▶ _Указания_
1. Выпишите из текста о Высоцком отрывок от слов "Презирал он их, видите" до слов "заткнуть ему рот." включительно.
2. Продолжите текст о Высоцком, начав сразу после его последней строки.

▶ _Выбранный текст_
▬▬▬▬▬▬
Презирал он их, видите ли, когда приезжал. Мог опоздать немилосердно на организованный ему концерт. Мог явиться пьяным. И им противно было чувствовать себя, возмущаясь, всё равно рабами, ибо всё ж проглатывали ради новых записей (престиж пострадал бы, если б они отстали в неком соревновании по новизне записей от столицы).

А он их презирал за слабость.

Настоящий социализм не получался же. Левые барды пели всё грустнее. А некоторые становились ренегатами, становились правыми. И лишь один Высоцкий не сдавался и как бы в одиночку всё надеялся раскачать страну, страну, не меньше. Буквально глотку рвал. Казалось, готов был умереть от разрыва сердца, лишь бы не кончилось сочувствие ему – повальное! – только сочувствием и… опять бездействием.

Он от этого запил. И хуже. И буквально риску смерти себя подвергал этим. Этим, ибо арестовать, а тем более убить, его б не посмели. Чтоб заткнуть ему рот.

Об этом в фильме Борис Ильич и спел Танюше.

Очи чёрные.

 

Во хмелю слегка

Лесом правил я.

Не устал пока —

Пел за здравие,

А умел я петь

Песни вздорные:

"Как любил я вас,

Очи чёрные..."

То плелись,

то неслись,

то трусили рысцой,

И болотную слизь

конь швырял мне в лицо.

Только — я проглочу

вместе с грязью слюну,

Штофу горло скручу

и опять затяну:

"Очи чёрные!

Как любил я вас..."

Но прикончил я

То, что впрок припас,

Головой тряхнул,

Чтоб слетела блажь,

И вокруг взглянул —

И присвистнул аж:

Лес стеной впереди — не пускает стена,

Кони прядут ушами, назад подают.

Где просвет, где прогал — не видать ни рожна!

Колют иглы меня, до костей достают.

Коренной ты мой,

Выручай же, брат!

Ты куда, родной, —

Почему назад?!

Дождь — как яд с ветвей —

Недобром пропах.

Пристяжной моей

Волк нырнул под пах.

Вот же пьяный дурак, вот же налил глаза!

Ведь погибель пришла, а бежать — не суметь:

Из колоды моей утащили туза,

Да такого туза,

без которого — смерть!
▬▬▬▬▬▬
▶ _Раздел данных_
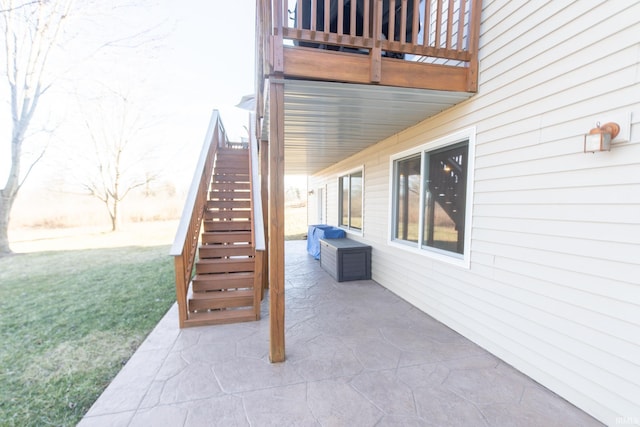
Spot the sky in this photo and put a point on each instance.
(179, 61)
▬▬▬▬▬▬
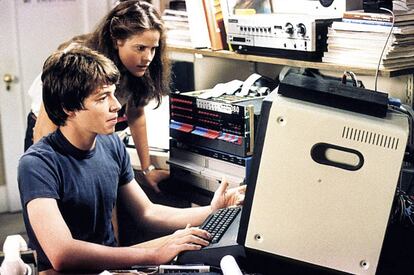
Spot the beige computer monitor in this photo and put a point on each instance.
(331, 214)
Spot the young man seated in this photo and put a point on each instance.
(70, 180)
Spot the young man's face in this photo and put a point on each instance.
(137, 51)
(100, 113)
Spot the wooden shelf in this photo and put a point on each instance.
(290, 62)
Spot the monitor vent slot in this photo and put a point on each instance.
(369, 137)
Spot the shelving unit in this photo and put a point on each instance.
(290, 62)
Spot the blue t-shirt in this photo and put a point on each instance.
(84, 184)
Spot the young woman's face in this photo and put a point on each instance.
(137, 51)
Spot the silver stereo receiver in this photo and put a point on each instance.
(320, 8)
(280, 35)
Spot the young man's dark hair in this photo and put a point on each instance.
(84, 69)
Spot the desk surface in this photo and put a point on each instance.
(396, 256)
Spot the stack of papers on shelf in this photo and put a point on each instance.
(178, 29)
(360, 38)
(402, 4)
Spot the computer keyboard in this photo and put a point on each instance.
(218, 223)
▬▬▬▬▬▬
▶ _Ответы к заданиям_
1.
Презирал он их, видите ли, когда приезжал. Мог опоздать немилосердно на организованный ему концерт. Мог явиться пьяным. И им противно было чувствовать себя, возмущаясь, всё равно рабами, ибо всё ж проглатывали ради новых записей (престиж пострадал бы, если б они отстали в неком соревновании по новизне записей от столицы).

А он их презирал за слабость.

Настоящий социализм не получался же. Левые барды пели всё грустнее. А некоторые становились ренегатами, становились правыми. И лишь один Высоцкий не сдавался и как бы в одиночку всё надеялся раскачать страну, страну, не меньше. Буквально глотку рвал. Казалось, готов был умереть от разрыва сердца, лишь бы не кончилось сочувствие ему – повальное! – только сочувствием и… опять бездействием.

Он от этого запил. И хуже. И буквально риску смерти себя подвергал этим. Этим, ибо арестовать, а тем более убить, его б не посмели. Чтоб заткнуть ему рот.

2.
Я ору волкам:

"Побери вас прах!.."

А коней в бока

Подгоняет страх.

Шевелю кнутом —

Бью кручёные

И ору притом:

"Очи чёрные!.."

Храп, да топот, да лязг,

да лихой перепляс —

Бубенцы плясовую играют с дуги.

Ах вы, кони мои, погублю же я вас!

Выносите, друзья, выносите, враги!

...От погони той

Даже хмель иссяк.

Мы на кряж крутой —

На одних осях,

В хлопьях пены мы —

Струи в кряж лились;

Отдышались, отхрипели

Да откашлялись.

Я лошадкам забитым,

что не подвели,

Поклонился в копыта,

до самой земли,

Сбросил с воза манатки,

повёл в поводу...

Спаси Бог вас, лошадки,

что целым иду!

Сколько кануло, сколько схлынуло!

Жизнь кидала меня — не докинула!

Может, спел про вас неумело я,

Очи чёрные, скатерть белая?!

1974

Высоцкий (он перерастает персонажа) со смертью играл, чтоб воодушевить на гражданскую активность, на самодеятельность во всех областях жизни. Он показывал, что смелость города берёт. А каэспэшники его всего лишь записать хотели. – Как не презирать их?! Не сыграть с ними в сверхчеловека, когда он один силою с их всех. Когда эти друзья для дела, получается, хуже врагов, раз даже они – пасуют.

Что такое “Очи чёрные”, вообще-то? – Цыганская песня. Которую поют, вкладывая всю душу. А как мы живём? Вкладываем всю душу? Или приспособленцами живём? В полдуши? В четверть?

Когда такую песню поют, чтоб любить крепче, дружить изо всех сил – она произведение прикладного искусства. Но в расширительном смысле… Это уже совсем другое. Это искусство идеологическое. А левака-автора лишь злить может, если её (и его самого) используют для правых целей. Для эгоистического бунта против “Неэтично это - разрушать семью”.

Так если идеологическое искусство - это испытание сокровенного мироотношения… То испытаем (примером - Танюша), что там в нас сокровенно. И пусть Танюша погибнет, но во имя торжества того идеала, который выдержал бы испытание.

С таким, примерно, расчётом согласился Высоцкий сыграть злодея в кино “Единственная”. И с таким, примерно, расчётом его Хейфиц в этот фильм и пригласил.

Что ж есть, в частности, одна из тех сил, то сокровенное, что здесь погубило мечту о слиянии личного и общего? – Сжато отвечает предварение.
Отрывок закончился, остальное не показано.